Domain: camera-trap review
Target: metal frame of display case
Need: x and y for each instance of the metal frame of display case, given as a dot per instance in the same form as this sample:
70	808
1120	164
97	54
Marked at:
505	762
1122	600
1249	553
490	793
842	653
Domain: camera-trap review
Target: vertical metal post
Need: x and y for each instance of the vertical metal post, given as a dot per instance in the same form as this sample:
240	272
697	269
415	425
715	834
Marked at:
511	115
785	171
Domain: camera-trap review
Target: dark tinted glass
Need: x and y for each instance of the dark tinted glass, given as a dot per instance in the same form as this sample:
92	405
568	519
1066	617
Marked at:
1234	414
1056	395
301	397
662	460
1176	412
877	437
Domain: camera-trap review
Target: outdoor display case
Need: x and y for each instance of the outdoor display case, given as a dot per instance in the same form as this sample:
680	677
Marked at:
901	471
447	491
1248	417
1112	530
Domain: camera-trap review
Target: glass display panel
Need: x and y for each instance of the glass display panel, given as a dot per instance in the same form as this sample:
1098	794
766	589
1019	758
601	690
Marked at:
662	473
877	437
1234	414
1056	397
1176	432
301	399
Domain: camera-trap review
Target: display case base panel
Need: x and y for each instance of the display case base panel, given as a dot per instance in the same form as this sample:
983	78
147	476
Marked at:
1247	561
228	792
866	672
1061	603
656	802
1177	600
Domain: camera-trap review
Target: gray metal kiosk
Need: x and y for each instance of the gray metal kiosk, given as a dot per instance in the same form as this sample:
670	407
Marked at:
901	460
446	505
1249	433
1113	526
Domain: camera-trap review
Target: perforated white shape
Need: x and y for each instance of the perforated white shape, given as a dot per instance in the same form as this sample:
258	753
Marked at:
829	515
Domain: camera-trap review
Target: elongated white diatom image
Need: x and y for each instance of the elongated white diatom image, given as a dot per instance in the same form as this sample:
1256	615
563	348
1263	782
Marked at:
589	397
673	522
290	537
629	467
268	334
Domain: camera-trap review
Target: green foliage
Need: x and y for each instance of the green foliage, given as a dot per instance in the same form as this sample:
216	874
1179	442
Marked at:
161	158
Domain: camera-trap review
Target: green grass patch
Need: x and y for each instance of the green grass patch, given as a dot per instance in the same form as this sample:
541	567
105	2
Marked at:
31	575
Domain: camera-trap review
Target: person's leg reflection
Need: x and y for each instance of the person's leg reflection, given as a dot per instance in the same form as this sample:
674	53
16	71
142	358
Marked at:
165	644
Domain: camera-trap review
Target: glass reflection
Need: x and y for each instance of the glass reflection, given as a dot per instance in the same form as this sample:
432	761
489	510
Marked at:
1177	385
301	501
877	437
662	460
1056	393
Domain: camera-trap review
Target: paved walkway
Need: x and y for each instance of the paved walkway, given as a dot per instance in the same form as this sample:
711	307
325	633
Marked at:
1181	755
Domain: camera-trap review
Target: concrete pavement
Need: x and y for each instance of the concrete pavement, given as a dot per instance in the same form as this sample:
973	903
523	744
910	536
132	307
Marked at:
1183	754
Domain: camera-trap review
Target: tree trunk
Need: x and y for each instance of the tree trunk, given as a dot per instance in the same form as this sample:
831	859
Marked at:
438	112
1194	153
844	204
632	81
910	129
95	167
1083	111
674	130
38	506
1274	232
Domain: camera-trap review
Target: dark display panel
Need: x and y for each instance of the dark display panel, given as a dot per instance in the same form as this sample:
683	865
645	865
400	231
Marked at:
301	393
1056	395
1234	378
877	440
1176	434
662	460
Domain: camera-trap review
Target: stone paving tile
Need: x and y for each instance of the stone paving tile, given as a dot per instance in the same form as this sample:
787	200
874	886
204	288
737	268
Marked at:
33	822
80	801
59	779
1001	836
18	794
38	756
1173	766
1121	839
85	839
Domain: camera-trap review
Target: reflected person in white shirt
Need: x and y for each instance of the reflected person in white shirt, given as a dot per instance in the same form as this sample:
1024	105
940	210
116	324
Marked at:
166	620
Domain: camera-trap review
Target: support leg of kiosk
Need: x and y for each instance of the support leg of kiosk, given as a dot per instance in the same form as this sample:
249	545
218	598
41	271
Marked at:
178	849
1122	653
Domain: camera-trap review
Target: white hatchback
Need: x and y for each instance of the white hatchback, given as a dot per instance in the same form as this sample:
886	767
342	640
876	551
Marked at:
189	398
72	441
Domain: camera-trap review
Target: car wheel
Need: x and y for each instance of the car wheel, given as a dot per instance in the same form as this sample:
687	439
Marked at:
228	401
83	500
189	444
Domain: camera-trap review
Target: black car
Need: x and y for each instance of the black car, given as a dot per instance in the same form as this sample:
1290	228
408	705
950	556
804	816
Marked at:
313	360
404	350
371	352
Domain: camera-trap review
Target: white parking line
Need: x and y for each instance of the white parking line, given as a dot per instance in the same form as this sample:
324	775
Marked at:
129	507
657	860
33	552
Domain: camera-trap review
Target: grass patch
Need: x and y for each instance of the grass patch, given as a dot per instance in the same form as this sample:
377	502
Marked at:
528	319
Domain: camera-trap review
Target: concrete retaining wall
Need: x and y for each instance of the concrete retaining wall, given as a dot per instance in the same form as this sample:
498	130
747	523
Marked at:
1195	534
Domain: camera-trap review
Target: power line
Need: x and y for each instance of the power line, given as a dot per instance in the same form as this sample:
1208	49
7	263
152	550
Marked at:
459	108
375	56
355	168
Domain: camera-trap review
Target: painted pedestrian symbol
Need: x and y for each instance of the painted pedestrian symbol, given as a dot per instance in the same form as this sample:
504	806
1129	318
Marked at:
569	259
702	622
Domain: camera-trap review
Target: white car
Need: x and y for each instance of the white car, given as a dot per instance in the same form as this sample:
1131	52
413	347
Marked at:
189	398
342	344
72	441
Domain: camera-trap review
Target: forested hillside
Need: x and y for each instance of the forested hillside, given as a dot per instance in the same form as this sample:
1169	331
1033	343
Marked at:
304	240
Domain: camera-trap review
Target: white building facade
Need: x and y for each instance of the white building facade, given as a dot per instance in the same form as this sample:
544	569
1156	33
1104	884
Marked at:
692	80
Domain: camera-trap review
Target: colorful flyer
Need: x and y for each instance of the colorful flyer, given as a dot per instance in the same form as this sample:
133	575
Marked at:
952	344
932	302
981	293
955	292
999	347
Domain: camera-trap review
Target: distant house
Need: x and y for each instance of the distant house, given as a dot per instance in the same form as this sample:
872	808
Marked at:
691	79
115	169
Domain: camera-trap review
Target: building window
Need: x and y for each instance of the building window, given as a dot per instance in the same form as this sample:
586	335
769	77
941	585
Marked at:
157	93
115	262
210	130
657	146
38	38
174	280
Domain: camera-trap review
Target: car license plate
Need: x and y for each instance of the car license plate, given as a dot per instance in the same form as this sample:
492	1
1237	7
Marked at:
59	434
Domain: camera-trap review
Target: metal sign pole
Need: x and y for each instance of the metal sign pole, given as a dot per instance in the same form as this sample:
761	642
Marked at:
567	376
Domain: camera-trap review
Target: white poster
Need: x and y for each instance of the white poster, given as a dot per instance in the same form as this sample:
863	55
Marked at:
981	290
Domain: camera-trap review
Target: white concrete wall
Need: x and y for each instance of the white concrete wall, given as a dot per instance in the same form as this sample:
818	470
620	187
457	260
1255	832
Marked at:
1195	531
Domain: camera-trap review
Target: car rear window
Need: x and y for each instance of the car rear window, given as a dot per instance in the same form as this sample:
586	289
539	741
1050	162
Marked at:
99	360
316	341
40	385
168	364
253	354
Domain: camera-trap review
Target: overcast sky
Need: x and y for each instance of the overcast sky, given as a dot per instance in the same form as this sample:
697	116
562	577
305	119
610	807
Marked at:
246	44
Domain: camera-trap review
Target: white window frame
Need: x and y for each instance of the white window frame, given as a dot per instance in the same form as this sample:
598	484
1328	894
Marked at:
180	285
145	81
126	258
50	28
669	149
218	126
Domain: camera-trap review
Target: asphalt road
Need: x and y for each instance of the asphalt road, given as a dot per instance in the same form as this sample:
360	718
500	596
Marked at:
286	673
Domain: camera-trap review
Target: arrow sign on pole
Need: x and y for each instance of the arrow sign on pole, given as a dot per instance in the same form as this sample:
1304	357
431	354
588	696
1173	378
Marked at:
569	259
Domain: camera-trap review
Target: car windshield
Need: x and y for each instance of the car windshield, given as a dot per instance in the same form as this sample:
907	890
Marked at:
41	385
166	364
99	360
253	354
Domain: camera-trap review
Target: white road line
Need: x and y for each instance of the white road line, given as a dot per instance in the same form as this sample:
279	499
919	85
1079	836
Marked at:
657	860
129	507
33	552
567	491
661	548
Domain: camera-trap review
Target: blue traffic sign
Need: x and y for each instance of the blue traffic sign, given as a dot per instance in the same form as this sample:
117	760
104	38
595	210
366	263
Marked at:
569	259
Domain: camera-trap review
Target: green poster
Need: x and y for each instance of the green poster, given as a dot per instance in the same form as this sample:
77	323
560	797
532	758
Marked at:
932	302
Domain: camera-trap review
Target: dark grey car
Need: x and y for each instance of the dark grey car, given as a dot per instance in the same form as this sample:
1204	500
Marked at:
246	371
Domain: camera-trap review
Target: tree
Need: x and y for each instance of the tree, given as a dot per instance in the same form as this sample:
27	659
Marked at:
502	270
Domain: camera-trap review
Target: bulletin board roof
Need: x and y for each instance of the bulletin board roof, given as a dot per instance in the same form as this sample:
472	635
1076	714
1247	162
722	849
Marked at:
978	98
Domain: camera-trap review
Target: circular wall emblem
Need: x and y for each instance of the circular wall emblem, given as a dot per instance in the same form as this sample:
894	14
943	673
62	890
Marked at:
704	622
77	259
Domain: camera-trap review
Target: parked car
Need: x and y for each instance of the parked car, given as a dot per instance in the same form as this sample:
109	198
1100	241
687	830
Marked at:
________________________________________
Task description:
Whenever the string "diatom" shows up in a line of the entries, copy that line.

Task result:
Target: elongated white diatom image
Need: x and y for each instance of the elongated white diatom image, given as a dot per instance in the same form as this sample:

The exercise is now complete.